◆ **Using the information**:
1. In the blog post below about morality without god, which part of the brain did the researchers in the new study disrupt?
2. Name every act that the blog post below about morality without god gives as an example of something our default programming treats as immoral.
3. Return the text of the blog post below about morality without god from "This is so absurd" up to and including "you to consider.".

◆ **Extract provided**:
■ ■ ■ ■ ■

9/20/2013 | Share this article: View CommentsBy slave2six ~
In this recent posting, the idea of Morality without god came into question. In my experience, the question posed to agnostics and atheists is always the same: "Upon what do you base morality without god?"
I think there are two possible meanings behind the question "How can you be moral without god?":
1) You are unable to distinguish what is and what is not moral without god informing you.
It's possible to take the view that god is responsible for our innate, instinctive morality in that he created us with brains that include a moral component. Paul seems to support this view when he says:
For when Gentiles who do not have the Law do instinctively the things of the Law...
Morality is an instinct or a biological process.
If morality is innate, instinctual, and a common aspect of human biology, I fail to see where god comes into it at all.
2) You are incapable of making the right moral choice without god empowering you.
This is so absurd that it doesn't even warrant an explanation.
The concise answer to the question is: "Morality is included in a healthy, functioning human brain."
In the same way that you are able to walk and feed yourself because your brain is fully functioning, all people are able to make moral choices. It's all part of the same package.
Here is some data that I would like to ask you to consider.
In this article we learn that moral judgment can be affected by an electrical current to the brain:
In the new study, the researchers disrupted activity in the right temporo-parietal junction (TPJ) by inducing a current in the brain using a magnetic field applied to the scalp. They found that the subjects’ ability to make moral judgments that require an understanding of other people’s intentions - for example, a failed murder attempt - was impaired.
Other studies have shown that when the part of the brain that rules such emotions as empathy and shame is damaged, moral judgment is also compromised.
It seems to me that if an omnipotent being indwells a person and that morality is derived from this being, then no amount of interference with normal brain processes should have any impact on that person's moral compass.
The word "moral" is often applied to matters that are simply cultural agreements. In some places "honor killing" is perfectly moral while it clearly is not so in other places. But there are some constants that appear to be part of our default programming as being immoral (e.g. theft, rape, lying, etc).
The foundation of "what makes us moral" is a matter of study for neuroscientists. It is decidedly not a matter for those interested in some supernatural cause.
So, my question is simply this:
How is it possible that morality and god are even in the same equation, let alone inseparably linked to one another?
To put it in a bit of a cleaner container, things work and to some degree we know how they work. As time progresses, we understand such processes more and more.
Why is this not enough?
If one can find a cure for cancer through studying how the body operates, why waste time on sacrificing an animal to appease a god in the hopes that deity will cure the cancer? Similarly, if morality is a biological component, why drag god into the conversation at all?

■ ■ ■ ■ ■

◆ **Given records**:
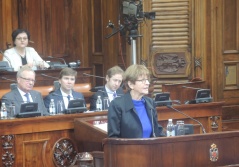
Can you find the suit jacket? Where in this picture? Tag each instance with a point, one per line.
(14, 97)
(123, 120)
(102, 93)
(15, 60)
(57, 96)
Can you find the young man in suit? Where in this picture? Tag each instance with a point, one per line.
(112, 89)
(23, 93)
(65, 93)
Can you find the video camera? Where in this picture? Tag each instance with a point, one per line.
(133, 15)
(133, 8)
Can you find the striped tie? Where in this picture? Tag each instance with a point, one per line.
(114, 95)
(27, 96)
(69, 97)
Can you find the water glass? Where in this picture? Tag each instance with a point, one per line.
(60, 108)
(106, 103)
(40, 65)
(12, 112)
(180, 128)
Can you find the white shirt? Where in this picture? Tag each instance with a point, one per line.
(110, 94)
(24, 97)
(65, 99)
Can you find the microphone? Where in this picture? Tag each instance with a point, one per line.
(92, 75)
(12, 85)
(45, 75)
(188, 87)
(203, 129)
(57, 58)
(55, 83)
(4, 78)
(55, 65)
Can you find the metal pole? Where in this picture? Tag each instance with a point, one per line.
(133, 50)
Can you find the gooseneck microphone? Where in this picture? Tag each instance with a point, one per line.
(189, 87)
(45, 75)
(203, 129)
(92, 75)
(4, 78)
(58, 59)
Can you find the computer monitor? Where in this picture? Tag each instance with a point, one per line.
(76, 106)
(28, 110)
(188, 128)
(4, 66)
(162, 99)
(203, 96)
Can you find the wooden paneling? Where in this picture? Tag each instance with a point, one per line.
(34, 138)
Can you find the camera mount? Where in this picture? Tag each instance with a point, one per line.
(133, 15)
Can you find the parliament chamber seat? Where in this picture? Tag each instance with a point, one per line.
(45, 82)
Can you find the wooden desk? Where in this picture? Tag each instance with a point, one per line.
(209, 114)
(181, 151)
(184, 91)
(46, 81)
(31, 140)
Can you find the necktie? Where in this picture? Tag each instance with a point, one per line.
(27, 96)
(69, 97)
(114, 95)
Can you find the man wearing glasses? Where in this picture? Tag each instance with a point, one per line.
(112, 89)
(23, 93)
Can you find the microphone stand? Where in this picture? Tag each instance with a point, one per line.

■ ■ ■ ■ ■

◆ **Responses to the exercise**:
1. They disrupted the right temporo-parietal junction (TPJ).

2. Theft, rape, and lying.

3.
This is so absurd that it doesn't even warrant an explanation.
The concise answer to the question is: "Morality is included in a healthy, functioning human brain."
In the same way that you are able to walk and feed yourself because your brain is fully functioning, all people are able to make moral choices. It's all part of the same package.
Here is some data that I would like to ask you to consider.